Each entry shown below is to be reproduced exactly.

───── RECORDS FOR THIS EXERCISE

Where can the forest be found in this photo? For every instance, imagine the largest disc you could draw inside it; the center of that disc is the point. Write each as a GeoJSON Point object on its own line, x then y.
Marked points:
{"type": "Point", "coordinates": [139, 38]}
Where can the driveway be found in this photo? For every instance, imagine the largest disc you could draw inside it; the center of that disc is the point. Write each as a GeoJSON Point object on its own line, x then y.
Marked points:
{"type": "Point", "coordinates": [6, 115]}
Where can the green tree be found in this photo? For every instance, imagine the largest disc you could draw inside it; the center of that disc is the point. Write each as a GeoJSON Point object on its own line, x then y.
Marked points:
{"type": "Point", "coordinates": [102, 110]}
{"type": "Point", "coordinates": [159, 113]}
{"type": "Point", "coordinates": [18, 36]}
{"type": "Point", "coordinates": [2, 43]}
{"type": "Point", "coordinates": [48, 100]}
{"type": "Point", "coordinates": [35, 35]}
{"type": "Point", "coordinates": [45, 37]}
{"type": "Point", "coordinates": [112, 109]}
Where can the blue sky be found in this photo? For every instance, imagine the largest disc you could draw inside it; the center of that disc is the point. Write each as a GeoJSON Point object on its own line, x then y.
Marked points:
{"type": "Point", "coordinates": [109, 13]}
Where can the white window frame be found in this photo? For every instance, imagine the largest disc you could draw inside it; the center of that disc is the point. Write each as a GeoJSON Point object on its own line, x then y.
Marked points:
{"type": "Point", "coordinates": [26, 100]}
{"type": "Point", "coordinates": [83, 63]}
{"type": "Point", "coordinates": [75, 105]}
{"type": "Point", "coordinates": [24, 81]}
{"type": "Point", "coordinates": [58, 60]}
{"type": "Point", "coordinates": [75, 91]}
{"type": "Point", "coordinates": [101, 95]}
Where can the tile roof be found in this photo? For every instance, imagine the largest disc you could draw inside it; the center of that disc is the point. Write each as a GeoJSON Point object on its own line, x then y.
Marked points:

──────────

**EXERCISE SOLUTION**
Where can the forest be found in this photo? For every instance, imagine the largest disc you could draw inside it; the center of that disc is the point. Write each as a GeoJSON Point object on its own line, x then y.
Marked points:
{"type": "Point", "coordinates": [139, 38]}
Where can the driveway be found in this photo? For every instance, imagine the largest disc you could draw inside it; the center of that disc is the point. Write each as a GeoJSON Point object on its own line, x then y.
Marked points:
{"type": "Point", "coordinates": [6, 115]}
Where can the green tree be found in this photo? For every instance, imagine the largest disc you could draw inside it; the center of that disc is the point. Write each as a GeoJSON Point object on its own line, x then y.
Marked points:
{"type": "Point", "coordinates": [102, 110]}
{"type": "Point", "coordinates": [159, 113]}
{"type": "Point", "coordinates": [18, 36]}
{"type": "Point", "coordinates": [2, 43]}
{"type": "Point", "coordinates": [48, 100]}
{"type": "Point", "coordinates": [35, 35]}
{"type": "Point", "coordinates": [45, 37]}
{"type": "Point", "coordinates": [112, 109]}
Where can the blue sky be found in this photo? For every instance, imagine the largest disc you could draw inside it; the center of that disc is the point. Write each as a GeoJSON Point object on its own line, x then y.
Marked points:
{"type": "Point", "coordinates": [109, 13]}
Where can the white window frame be found in this photo? For every instance, imagine the largest disc you could draw inside it; the center of that disc is the point. Write each as a GeoJSON Point object on its own line, x then y.
Marked points:
{"type": "Point", "coordinates": [26, 100]}
{"type": "Point", "coordinates": [83, 63]}
{"type": "Point", "coordinates": [75, 105]}
{"type": "Point", "coordinates": [24, 81]}
{"type": "Point", "coordinates": [58, 60]}
{"type": "Point", "coordinates": [75, 91]}
{"type": "Point", "coordinates": [101, 95]}
Where can the tile roof be found in this photo? For every instance, imagine the largest disc you could draw inside it; the center of that disc is the point. Write each as a GeoJSON Point object on its own line, x then y.
Marked points:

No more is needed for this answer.